(GIVEN PASSAGE)
-*-*-

The pavilion was designed by Zygmunt Stępiński, in cooperation with Andrzej Milewski and Aleksander Haweman. It was constructed in 1966, next to the Metropol Hotel, opened a year prior, as part of the development of shopping and residential buildings alongside Marszałkowska Street. Its façade, aside from windows, was originally covered in turquoise ceramic tiles, each decorated with unique geometrical patterns, designed by Stanisław Kucharski. The pavilion became a store of Cepelia, an association of needlework artists.

In the 1990s, the pavilion fell into decline. On its sides and roof large advertisement billboards and digital displays were installed, and its basement was used by the Ferment night club.

In 2017, the building was placed onto the municipal heritage list of the city of Warsaw, and in 2019, on the national list.

It was eventually sold by Cepelia to a private buyer. Originally, it was planned for the building to become a McDonald’s restaurant, following modernisation. In 2019, the regional conservator-restorer rejected the project, arguing with it being too large of an interference with the heritage of the building. The developer made an appeal to the Ministry of Culture and National Heritage, which repealed said decision, and ordered for the matter to be reevaluated. McDonald's eventually backed out from opening its restaurant, and in 2022, the Office for Protection of Heritage gave an evaluation, allowing for development, remodelling and renovation on the building, allowing for a department store to take its place.

In 2023, due to danger of further damage of the deteriorated building, the conservator-restorer gave a decision, with orders for imminent execution, to begin renovations of the pavilion, and for the removal of the advertisement billboards. The restoration project was designed by Andrzej M. Chołdzyński. The renovations begun in February 2024. The restorations included installing metal panels on the façade, ceramic tiles on the ground floor, and billboards next to the pavilion. On the first floor a fragment of the original façade is exposed, made from waved aluminium sheet metal, along with neon of a rooster, the logo of now defunct Cepelia. Next to the building a flagpole was placed, which was envisioned in the original plans for the building, but never installed. The pavilion was reopened in December 2024, as a store of Empik, a chain selling books, international press and media products.

== Architecture ==
The two-storey pavilion with streel and aluminium construction with facade covered in large windows and white waved metal sheets. From the side of Nowogrodzka Street, is installed a neon of a rooster, a logo of the building's original owener, Cepelia. The pavilion has a one additional underground floor. Next to the building stands a flag pole.

-*-*-

(Records from a dataset)
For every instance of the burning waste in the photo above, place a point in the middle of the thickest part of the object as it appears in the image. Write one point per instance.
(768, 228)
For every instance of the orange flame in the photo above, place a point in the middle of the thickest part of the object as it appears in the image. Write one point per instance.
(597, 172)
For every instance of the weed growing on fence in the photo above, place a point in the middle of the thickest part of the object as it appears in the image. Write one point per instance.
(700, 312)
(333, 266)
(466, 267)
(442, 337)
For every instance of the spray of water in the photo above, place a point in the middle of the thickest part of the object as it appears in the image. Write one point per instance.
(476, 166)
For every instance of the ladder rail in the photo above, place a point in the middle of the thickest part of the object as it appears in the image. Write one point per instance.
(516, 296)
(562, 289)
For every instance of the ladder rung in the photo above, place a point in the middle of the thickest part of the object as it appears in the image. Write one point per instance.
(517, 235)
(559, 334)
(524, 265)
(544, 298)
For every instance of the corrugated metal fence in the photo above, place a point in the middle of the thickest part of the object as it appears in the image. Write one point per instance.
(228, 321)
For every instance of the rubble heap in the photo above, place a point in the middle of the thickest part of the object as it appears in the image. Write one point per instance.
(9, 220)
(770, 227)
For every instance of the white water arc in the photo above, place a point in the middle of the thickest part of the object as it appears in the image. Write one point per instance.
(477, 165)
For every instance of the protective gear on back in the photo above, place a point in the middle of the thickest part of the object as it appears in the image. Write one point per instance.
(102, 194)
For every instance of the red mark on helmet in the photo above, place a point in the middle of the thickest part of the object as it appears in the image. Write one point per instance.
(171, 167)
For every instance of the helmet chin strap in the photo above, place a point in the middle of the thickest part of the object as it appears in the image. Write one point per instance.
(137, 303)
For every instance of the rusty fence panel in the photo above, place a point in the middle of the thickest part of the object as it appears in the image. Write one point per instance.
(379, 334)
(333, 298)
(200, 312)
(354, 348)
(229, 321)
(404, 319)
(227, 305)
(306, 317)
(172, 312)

-*-*-

(EXERCISE DETAILS) Reproduce verbatim everything in the text about the Cepelia pavilion from "The pavilion was designed" down to "the national list.".

(SOLUTION TO THIS TASK)
The pavilion was designed by Zygmunt Stępiński, in cooperation with Andrzej Milewski and Aleksander Haweman. It was constructed in 1966, next to the Metropol Hotel, opened a year prior, as part of the development of shopping and residential buildings alongside Marszałkowska Street. Its façade, aside from windows, was originally covered in turquoise ceramic tiles, each decorated with unique geometrical patterns, designed by Stanisław Kucharski. The pavilion became a store of Cepelia, an association of needlework artists.

In the 1990s, the pavilion fell into decline. On its sides and roof large advertisement billboards and digital displays were installed, and its basement was used by the Ferment night club.

In 2017, the building was placed onto the municipal heritage list of the city of Warsaw, and in 2019, on the national list.